Goal of the exercise:
Write out every one of the entries below line for line, changing nothing.

* * * * * * * * *

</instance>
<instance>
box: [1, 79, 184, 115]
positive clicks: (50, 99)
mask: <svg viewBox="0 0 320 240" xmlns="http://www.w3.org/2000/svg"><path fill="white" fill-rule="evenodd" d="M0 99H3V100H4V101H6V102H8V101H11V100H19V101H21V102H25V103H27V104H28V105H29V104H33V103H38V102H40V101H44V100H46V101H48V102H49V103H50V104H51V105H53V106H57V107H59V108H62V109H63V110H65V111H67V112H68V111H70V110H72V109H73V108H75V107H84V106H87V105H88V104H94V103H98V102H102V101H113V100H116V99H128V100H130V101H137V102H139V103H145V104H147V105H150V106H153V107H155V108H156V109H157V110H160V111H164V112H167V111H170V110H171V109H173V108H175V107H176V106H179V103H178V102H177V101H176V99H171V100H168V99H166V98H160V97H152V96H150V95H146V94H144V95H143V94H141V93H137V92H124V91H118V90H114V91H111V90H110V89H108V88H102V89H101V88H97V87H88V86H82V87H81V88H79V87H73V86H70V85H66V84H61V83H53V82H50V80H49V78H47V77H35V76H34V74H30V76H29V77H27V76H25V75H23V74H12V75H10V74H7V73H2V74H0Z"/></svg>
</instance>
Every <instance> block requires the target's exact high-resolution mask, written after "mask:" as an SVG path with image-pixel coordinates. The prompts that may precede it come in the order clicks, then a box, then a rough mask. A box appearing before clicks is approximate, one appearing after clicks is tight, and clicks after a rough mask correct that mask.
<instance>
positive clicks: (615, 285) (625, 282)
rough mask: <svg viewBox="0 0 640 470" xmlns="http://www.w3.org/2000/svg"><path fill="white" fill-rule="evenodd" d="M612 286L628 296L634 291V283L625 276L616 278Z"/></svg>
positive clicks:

* * * * * * * * *

Answer to this problem:
</instance>
<instance>
box: [1, 79, 184, 115]
positive clicks: (50, 99)
mask: <svg viewBox="0 0 320 240" xmlns="http://www.w3.org/2000/svg"><path fill="white" fill-rule="evenodd" d="M0 99H3V100H4V101H6V102H8V101H11V100H19V101H21V102H25V103H27V104H28V105H29V104H33V103H38V102H40V101H44V100H46V101H48V102H49V103H50V104H51V105H53V106H57V107H59V108H62V109H63V110H65V111H67V112H68V111H70V110H72V109H73V108H75V107H84V106H87V105H88V104H94V103H98V102H102V101H113V100H116V99H128V100H130V101H137V102H139V103H145V104H147V105H150V106H153V107H155V108H156V109H157V110H160V111H164V112H167V111H170V110H171V109H173V108H175V107H176V106H179V103H178V102H177V101H176V99H171V100H168V99H166V98H160V97H152V96H150V95H146V94H144V95H143V94H141V93H137V92H124V91H118V90H114V91H111V90H110V89H108V88H102V89H101V88H97V87H88V86H82V87H81V88H79V87H73V86H70V85H66V84H61V83H53V82H50V80H49V78H47V77H35V76H34V74H30V76H29V77H27V76H25V75H23V74H12V75H10V74H7V73H2V74H0Z"/></svg>
</instance>
Every <instance> block requires the target's exact high-resolution mask, written after "mask:" as an SVG path with image-pixel coordinates. The prompts that may precede it come in the order clicks, then a box, then a rough mask. A box appearing before clicks is approximate, one appearing after clicks is tight, and clicks after a rough mask correct that mask.
<instance>
positive clicks: (615, 285) (625, 282)
rough mask: <svg viewBox="0 0 640 470" xmlns="http://www.w3.org/2000/svg"><path fill="white" fill-rule="evenodd" d="M612 286L628 296L634 291V283L625 276L616 278Z"/></svg>
positive clicks:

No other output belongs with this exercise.